[Task prompt] Below is a set of records. Repeat all of them exactly.

[Stored records]

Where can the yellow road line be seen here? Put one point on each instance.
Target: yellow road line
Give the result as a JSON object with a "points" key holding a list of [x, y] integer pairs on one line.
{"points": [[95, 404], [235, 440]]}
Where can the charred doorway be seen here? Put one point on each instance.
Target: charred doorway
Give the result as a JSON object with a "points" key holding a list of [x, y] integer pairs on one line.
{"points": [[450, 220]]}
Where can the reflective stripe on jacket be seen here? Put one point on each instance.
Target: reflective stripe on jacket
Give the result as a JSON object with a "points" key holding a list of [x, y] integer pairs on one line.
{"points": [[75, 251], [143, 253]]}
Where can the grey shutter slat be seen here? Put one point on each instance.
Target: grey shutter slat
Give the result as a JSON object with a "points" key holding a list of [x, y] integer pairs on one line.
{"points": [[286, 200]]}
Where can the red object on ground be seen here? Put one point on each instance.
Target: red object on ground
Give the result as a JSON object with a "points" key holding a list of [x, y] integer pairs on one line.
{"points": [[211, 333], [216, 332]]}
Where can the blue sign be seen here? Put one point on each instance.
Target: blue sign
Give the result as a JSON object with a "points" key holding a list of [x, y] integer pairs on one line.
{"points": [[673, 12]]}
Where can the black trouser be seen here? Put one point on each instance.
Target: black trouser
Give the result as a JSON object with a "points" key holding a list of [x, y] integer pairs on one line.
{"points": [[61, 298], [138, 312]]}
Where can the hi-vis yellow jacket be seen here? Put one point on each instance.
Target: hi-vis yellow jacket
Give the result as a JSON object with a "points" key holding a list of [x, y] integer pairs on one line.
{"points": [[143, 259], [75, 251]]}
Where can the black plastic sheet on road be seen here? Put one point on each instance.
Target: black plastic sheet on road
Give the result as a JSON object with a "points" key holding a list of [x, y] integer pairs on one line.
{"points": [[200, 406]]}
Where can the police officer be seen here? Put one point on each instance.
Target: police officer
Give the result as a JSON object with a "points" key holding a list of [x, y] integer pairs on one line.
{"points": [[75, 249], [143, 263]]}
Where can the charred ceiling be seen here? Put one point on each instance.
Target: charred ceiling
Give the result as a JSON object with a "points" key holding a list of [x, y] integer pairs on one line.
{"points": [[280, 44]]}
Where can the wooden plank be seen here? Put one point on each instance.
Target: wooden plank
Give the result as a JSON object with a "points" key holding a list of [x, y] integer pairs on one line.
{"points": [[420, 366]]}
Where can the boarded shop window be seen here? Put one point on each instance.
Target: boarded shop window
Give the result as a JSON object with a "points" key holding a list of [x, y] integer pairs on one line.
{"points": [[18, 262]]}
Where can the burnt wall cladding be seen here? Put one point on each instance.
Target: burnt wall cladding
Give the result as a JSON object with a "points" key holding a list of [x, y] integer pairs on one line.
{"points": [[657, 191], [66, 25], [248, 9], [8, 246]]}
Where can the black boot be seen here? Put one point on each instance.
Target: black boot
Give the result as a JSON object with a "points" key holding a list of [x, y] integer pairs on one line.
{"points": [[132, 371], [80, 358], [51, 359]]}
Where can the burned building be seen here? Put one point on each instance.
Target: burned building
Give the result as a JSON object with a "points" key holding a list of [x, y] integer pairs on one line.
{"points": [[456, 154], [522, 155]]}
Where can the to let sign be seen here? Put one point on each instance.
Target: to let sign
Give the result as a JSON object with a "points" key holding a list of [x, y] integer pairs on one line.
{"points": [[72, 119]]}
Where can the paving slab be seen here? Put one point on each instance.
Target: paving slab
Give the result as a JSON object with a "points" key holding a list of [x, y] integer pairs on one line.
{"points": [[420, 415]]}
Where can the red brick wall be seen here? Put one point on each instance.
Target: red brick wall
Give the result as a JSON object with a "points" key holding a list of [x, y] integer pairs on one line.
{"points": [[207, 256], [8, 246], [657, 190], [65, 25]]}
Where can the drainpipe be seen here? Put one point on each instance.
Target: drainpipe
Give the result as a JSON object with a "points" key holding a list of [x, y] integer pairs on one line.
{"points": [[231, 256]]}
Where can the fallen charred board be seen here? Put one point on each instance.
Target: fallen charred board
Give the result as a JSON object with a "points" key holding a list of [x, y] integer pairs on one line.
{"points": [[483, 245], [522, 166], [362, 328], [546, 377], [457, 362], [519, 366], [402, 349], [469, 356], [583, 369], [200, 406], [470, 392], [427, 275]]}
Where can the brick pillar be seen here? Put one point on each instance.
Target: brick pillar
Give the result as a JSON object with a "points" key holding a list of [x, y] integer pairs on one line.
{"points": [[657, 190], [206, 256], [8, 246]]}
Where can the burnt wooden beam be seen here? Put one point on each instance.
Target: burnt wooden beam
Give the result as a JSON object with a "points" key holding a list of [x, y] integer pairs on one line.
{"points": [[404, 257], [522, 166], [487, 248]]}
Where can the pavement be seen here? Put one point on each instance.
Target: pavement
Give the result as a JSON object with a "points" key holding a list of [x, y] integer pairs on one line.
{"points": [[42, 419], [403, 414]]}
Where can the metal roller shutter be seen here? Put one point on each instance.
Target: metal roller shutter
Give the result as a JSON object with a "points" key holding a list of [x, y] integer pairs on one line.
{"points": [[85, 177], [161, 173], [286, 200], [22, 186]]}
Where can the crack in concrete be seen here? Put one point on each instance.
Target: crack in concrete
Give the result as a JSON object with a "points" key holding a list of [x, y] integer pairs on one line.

[Completed exercise]
Where can the yellow road line be seen here? Put one point on each instance.
Target: yellow road line
Give the result as a JSON object with a "points" key holding a list of [x, y] integer pairs on one line.
{"points": [[95, 404], [235, 440]]}
Where can the charred doorway be seen here? Put one point on each instance.
Target: charred doorway
Give the result as a JSON object with a "points" key holding a list of [x, y] integer pairs on one line.
{"points": [[450, 220]]}
Where can the reflective stripe on jacket be seen here? Put one point on each instance.
Target: reflective stripe on jacket
Give the result as a JSON object with a "points" key holding a list of [x, y] integer pairs on one line.
{"points": [[75, 251], [143, 253]]}
Where can the grey shutter slat be seen here? Put one point on each instance.
Target: grey shutter slat
Give the result as a JSON object with a "points" key holding a list of [x, y] integer pairs on one line.
{"points": [[286, 200]]}
Where can the red object on ground be seen here? Put one point on each instance.
Target: red object on ground
Give the result as a JSON object with a "points" key holding a list of [x, y] integer pairs on one line.
{"points": [[211, 333], [216, 332]]}
Where can the blue sign be seen here? Put one point on each instance.
Target: blue sign
Give the result as a JSON object with a "points" key holding a list of [x, y] integer pairs on one line.
{"points": [[673, 12]]}
Where can the black trouser be seen here? Put one point on each instance.
Target: black trouser
Give the result as a JSON object with a "points" key holding a list of [x, y] integer pairs on one line.
{"points": [[61, 298], [138, 312]]}
Where can the hi-vis yellow jacket be seen here? Put one point on each instance.
Target: hi-vis yellow jacket
Give the result as a JSON object with a "points" key holding a list of [x, y] integer pairs on one line.
{"points": [[143, 259], [75, 251]]}
Where can the black plastic sheet on road be seen here? Put one point on each instance.
Target: black plastic sheet on road
Give the result as a JSON object with a "points" key holding a list of [x, y] integer pairs on one line.
{"points": [[200, 406]]}
Where can the police officer be seen here? Put one point on each instance.
Target: police officer
Give the result as a JSON object with a "points" key holding a list of [x, y] integer pairs on one line.
{"points": [[75, 249], [143, 263]]}
Where can the charred ceiling be seen here? Put one point on each instance.
Target: charred ceiling
Give the result as a JSON object with a "points" key holding a list of [x, y] integer pairs on one line.
{"points": [[280, 44]]}
Where can the wooden plank be seen here? Put one point on each instance.
Target: wooden plank
Give the result as a JSON object with a "points" key holding a list of [x, y] integer pairs on one line.
{"points": [[420, 366]]}
Where can the boarded shop window be seen here? Put one point on each instance.
Target: boarded shop window
Give the result as a JSON object with a "points" key holding a list of [x, y] integer pairs on one line.
{"points": [[18, 262]]}
Where can the burnt wall cladding be seen here? Put one point on each instance.
Target: burnt wall cladding
Give the result as a JSON object with a "points" key holding a list of [x, y] integer pairs on one line.
{"points": [[657, 191], [66, 25], [248, 9], [8, 246]]}
Where can the black boot be seen here? Put one point on each instance.
Target: black boot
Give the result as a JSON object with a "points" key holding a list of [x, y] integer pairs on one line.
{"points": [[132, 371], [80, 358], [51, 359]]}
Where can the burned building be seen here? Put one point on each instance.
Target: burned building
Give the result as a JSON object with a "points" key holding a list of [x, y] integer pairs on one line.
{"points": [[456, 154], [522, 155]]}
Where can the to let sign be seen here? Put one point on each instance.
Target: to let sign
Give the result as a JSON object with a "points" key holding a list of [x, y] integer pairs on one line.
{"points": [[72, 119]]}
Where can the paving slab be seen here? Put one point on each instance.
Target: paving slab
Give the result as a JSON object with a "points" key holding a list of [x, y] integer pairs on one line.
{"points": [[420, 415]]}
Where can the red brick wall be seen here? Put one point on each instance.
Target: red brick wall
Give the result as a JSON object with a "points" key holding a list of [x, y] integer pairs on one line.
{"points": [[207, 256], [8, 246], [657, 190], [65, 25]]}
Where can the drainpipe be seen here? Put one point on each instance.
Target: drainpipe
Give the result as a JSON object with a "points" key holding a list of [x, y] integer pairs on one line.
{"points": [[231, 256]]}
Where can the fallen charred board be seen here? Put one point on each instance.
Target: fallen charred board
Give the result as a JSON object with a "points" key holding a list of [x, y] integer pairs on one line.
{"points": [[483, 245], [522, 166], [362, 328], [546, 377], [457, 362], [519, 366], [402, 349], [469, 356], [583, 369], [200, 406], [470, 392], [427, 275]]}
Where can the brick pillar be seen here? Put one point on each instance.
Target: brick pillar
Give the result as a JSON object with a "points" key holding a list of [x, y] integer pairs on one line.
{"points": [[657, 190], [206, 256], [8, 246]]}
Where can the burnt wooden beam be seen here? Put one point on each instance.
Target: burnt wooden beam
Give the result as a JSON object with a "points" key holding a list of [x, y] integer pairs on one line.
{"points": [[404, 257], [522, 166], [487, 248]]}
Where can the pavement be seen here? Put one point on each instance.
Target: pavement
Give the result as a JSON object with a "points" key holding a list of [x, y] integer pairs on one line.
{"points": [[42, 419], [403, 414]]}
Where can the metal roller shutter be seen here? Put one point on each instance.
Target: metal roller shutter
Give the result as a JSON object with a "points" key holding a list of [x, y] integer pairs on one line.
{"points": [[85, 177], [161, 173], [286, 200], [22, 186]]}
Where can the crack in concrete be seen here? Put one point on each instance.
Target: crack in concrete
Give the result as a JSON object with a "points" key holding a list of [x, y] integer pairs on one line.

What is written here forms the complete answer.